**PROBLEM REQUIREMENTS**
Can you format as a Markdown table the lines from the one containing "Annotation task — annotate the white" through the end of the records? Use a Row column for the row number and a Line column for the line itself, and skip any blank lines.

*** RECORDS FOR THE TASK ***

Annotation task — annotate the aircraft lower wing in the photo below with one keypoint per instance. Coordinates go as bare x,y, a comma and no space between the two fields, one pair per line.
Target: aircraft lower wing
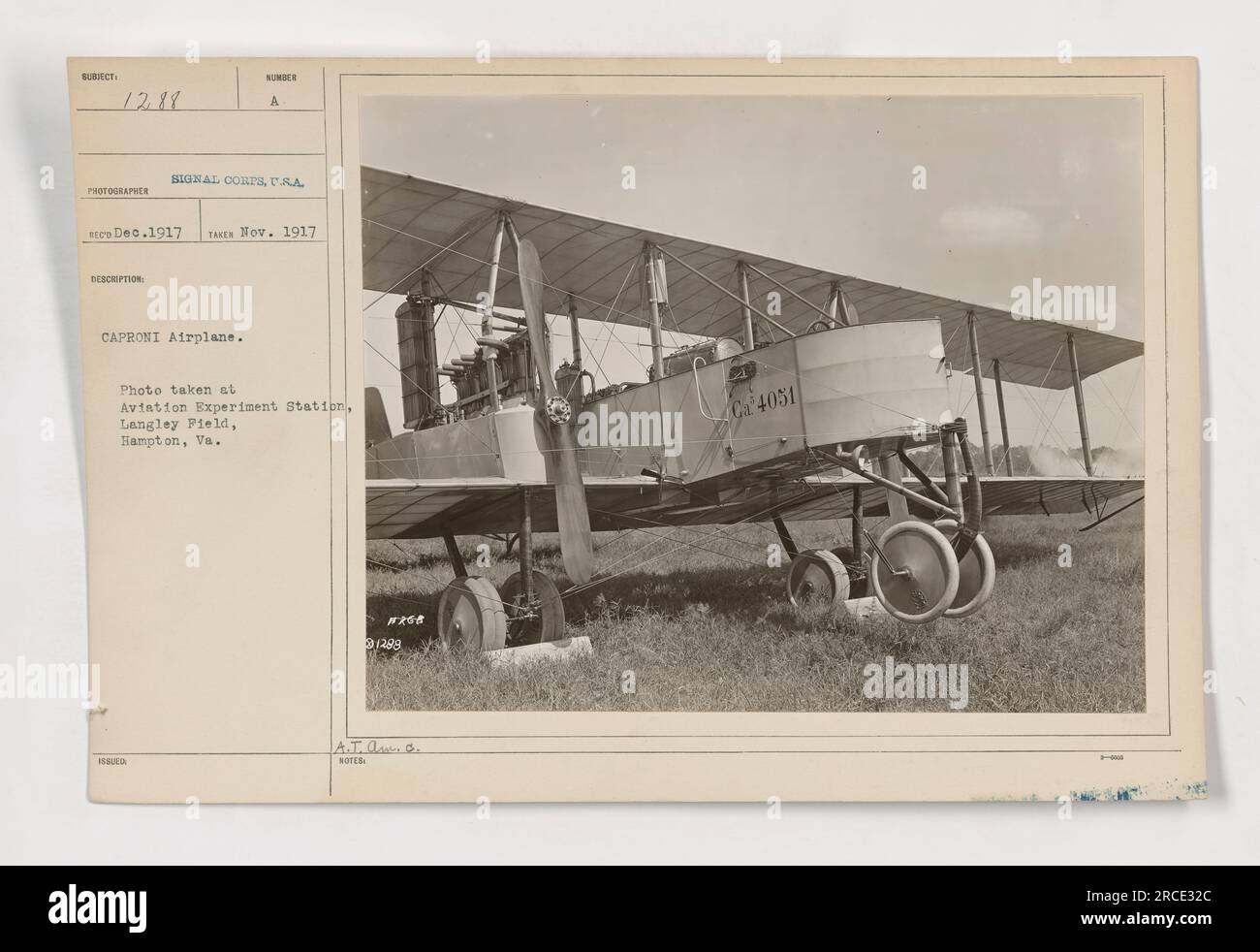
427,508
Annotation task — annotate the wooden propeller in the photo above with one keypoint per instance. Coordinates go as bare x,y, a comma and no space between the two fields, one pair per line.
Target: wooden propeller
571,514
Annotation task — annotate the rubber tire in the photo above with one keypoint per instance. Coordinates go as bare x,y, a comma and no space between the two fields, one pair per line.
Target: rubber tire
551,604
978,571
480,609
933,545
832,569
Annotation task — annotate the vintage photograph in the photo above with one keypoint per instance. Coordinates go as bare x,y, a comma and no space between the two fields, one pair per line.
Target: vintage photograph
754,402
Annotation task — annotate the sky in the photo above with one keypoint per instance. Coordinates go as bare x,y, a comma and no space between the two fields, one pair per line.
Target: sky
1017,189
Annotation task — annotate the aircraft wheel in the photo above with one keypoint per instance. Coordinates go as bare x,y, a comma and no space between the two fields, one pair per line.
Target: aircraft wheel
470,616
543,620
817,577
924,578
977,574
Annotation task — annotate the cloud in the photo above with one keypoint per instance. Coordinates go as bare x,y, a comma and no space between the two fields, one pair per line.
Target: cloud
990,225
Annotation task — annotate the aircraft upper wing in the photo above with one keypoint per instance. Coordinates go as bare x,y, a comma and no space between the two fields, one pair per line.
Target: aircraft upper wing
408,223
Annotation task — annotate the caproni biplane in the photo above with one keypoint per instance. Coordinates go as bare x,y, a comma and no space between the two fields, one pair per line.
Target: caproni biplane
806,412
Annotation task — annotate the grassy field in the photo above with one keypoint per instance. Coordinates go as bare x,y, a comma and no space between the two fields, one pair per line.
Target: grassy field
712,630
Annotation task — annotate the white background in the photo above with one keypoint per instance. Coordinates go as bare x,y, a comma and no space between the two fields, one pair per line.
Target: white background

***

**TASK ANSWER**
| Row | Line |
|---|---|
| 1 | Annotation task — annotate the white background in the photo above with one keypoint per instance. Coordinates go as bare x,y, a comma and no space between the two fields, one pair per line. |
| 2 | Target: white background |